GIVEN INSTRUCTION :: Reproduce the following lines verbatim, keeping every line as it appears.

--- BEGIN ---

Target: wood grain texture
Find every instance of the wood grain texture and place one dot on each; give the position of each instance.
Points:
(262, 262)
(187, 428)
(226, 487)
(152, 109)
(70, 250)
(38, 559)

--- END ---

RESULT OF THE TASK ::
Target: wood grain texture
Find every instance of the wood grain texture and place one dot on each; give the position of each instance.
Points:
(262, 262)
(187, 428)
(226, 487)
(152, 109)
(70, 250)
(38, 559)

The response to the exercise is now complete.